## Task brief
Please reproduce these lines verbatim, starting at the line that contains "Return an outline for every instance of the gravel" and continuing through the final line of the records.

## Input rows
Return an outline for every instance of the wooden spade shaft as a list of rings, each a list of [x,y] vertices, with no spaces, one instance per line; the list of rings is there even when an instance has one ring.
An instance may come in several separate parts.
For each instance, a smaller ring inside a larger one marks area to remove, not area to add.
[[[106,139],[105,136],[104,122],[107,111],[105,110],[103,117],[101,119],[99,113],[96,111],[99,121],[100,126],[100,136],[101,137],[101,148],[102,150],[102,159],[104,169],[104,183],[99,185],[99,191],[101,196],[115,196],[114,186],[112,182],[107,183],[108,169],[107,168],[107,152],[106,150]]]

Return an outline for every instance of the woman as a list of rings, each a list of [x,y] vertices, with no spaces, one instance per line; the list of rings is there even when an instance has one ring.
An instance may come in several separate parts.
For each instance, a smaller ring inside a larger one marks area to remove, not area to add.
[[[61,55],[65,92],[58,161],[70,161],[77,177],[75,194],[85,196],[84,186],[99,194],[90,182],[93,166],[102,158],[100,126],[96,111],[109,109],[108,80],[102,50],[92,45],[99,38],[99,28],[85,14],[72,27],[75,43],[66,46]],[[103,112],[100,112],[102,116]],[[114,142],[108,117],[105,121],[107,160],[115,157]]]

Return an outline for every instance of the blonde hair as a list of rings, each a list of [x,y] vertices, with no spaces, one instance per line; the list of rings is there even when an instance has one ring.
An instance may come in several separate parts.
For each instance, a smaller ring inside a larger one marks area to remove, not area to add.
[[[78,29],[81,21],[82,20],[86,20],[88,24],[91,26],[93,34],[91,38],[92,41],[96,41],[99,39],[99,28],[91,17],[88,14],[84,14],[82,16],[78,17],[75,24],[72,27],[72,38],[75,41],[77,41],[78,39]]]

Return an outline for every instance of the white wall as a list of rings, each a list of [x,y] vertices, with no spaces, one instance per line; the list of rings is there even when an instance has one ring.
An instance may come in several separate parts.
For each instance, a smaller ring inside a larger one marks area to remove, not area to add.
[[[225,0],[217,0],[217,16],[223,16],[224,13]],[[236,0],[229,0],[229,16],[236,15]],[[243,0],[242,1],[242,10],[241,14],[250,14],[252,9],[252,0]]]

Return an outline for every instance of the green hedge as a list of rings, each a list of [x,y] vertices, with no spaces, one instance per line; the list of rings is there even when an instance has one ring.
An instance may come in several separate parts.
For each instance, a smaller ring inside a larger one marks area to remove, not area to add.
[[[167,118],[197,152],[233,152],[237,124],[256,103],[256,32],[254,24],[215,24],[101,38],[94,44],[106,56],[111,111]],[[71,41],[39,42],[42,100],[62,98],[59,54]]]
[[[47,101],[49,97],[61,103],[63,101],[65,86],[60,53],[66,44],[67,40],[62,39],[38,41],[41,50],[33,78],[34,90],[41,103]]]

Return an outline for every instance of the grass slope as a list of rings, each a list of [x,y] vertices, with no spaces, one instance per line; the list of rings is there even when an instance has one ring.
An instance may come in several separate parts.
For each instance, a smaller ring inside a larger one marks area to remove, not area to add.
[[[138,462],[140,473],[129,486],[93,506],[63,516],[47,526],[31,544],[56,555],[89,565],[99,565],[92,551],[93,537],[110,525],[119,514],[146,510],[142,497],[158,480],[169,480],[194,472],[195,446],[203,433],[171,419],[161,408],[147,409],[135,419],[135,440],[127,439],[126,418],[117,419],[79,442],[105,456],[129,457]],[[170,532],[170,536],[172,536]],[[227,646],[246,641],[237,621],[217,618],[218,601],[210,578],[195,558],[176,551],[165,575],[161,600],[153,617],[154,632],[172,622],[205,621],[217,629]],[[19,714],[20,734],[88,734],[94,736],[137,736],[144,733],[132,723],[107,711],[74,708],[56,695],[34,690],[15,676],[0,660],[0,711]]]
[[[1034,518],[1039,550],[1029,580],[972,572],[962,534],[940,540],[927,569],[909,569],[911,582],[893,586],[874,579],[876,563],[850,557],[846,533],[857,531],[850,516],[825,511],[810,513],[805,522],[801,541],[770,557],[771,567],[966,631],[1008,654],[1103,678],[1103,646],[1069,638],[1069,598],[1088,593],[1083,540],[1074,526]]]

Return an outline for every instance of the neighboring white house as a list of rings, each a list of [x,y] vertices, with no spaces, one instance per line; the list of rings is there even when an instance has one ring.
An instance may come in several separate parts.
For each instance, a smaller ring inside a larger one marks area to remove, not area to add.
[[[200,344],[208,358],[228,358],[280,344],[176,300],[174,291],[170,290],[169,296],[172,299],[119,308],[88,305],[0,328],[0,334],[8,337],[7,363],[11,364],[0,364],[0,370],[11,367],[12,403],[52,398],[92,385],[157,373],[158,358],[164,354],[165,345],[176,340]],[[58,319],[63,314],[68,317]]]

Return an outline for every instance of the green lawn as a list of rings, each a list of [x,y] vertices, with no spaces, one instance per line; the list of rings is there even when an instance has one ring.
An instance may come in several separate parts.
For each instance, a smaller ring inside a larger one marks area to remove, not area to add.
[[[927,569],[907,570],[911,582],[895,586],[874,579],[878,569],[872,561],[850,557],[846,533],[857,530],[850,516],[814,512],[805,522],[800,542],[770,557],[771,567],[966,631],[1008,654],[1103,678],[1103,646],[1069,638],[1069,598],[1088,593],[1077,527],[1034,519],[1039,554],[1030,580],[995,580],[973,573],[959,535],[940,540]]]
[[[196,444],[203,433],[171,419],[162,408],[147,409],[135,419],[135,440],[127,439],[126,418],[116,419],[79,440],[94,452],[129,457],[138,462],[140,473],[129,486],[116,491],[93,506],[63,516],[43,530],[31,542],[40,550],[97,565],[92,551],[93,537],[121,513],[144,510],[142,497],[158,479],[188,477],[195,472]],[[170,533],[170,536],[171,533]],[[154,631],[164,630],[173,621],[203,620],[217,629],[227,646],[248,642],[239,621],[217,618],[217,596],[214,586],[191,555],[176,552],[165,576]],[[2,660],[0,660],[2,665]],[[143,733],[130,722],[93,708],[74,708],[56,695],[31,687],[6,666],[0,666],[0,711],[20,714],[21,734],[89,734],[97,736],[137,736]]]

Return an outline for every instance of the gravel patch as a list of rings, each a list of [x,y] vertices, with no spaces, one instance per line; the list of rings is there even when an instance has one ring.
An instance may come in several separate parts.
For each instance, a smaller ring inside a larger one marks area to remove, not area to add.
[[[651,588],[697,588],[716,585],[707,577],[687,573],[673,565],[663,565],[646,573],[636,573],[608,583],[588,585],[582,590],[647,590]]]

## Written solution
Return an outline for every instance of the gravel patch as a list of rings, each a list of [x,y] vertices, with no spaces, one instance per line; the list of rings is there even when an instance has one ring.
An instance may come in several separate parts.
For each instance, a smaller ring inside a larger one marks area to remove, not area to add.
[[[651,588],[697,588],[716,585],[707,577],[687,573],[673,565],[663,565],[646,573],[636,573],[608,583],[588,585],[582,590],[647,590]]]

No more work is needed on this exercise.